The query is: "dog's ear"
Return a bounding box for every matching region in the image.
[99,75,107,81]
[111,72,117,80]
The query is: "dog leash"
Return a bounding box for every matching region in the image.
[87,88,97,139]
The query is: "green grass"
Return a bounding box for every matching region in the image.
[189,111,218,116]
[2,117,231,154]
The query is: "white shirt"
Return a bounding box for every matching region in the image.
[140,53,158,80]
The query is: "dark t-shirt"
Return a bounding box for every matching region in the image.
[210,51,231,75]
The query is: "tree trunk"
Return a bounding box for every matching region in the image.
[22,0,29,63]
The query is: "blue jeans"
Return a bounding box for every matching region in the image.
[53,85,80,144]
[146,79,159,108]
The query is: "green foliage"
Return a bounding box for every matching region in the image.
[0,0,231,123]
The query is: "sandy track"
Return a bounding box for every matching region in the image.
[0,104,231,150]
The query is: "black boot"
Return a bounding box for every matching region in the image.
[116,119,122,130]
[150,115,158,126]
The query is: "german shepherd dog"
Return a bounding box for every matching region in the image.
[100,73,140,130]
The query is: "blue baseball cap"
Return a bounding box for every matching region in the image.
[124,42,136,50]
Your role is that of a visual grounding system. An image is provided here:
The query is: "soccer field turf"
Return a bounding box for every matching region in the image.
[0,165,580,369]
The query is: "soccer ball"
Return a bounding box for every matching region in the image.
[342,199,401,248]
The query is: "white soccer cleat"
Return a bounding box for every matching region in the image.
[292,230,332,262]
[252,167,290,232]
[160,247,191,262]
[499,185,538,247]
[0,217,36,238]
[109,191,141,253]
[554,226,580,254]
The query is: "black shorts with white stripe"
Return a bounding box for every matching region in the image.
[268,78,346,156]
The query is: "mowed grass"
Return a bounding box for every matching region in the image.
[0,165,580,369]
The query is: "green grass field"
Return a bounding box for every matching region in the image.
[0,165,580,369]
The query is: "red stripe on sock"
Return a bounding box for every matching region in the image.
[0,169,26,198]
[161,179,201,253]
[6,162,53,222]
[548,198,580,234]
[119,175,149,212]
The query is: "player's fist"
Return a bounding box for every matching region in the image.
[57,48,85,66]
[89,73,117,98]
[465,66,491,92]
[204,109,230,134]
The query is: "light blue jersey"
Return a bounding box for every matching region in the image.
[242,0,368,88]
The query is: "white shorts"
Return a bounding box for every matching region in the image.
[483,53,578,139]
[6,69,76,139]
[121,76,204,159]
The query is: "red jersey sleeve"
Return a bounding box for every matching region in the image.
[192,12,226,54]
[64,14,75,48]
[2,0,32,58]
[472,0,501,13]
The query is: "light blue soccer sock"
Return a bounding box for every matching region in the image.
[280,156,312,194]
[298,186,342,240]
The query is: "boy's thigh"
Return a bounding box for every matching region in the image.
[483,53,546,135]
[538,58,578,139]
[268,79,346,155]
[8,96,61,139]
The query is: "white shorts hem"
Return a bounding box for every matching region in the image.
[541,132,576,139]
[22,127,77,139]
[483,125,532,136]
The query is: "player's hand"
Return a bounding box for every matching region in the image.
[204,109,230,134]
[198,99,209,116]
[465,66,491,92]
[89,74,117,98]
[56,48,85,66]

****************

• **THE REQUEST**: Locate every line of the rows above that contains the word "black", and copy each such line in full.

• **CORRECT RESPONSE**:
The query is: "black boot"
The query is: "black shorts with white stripe"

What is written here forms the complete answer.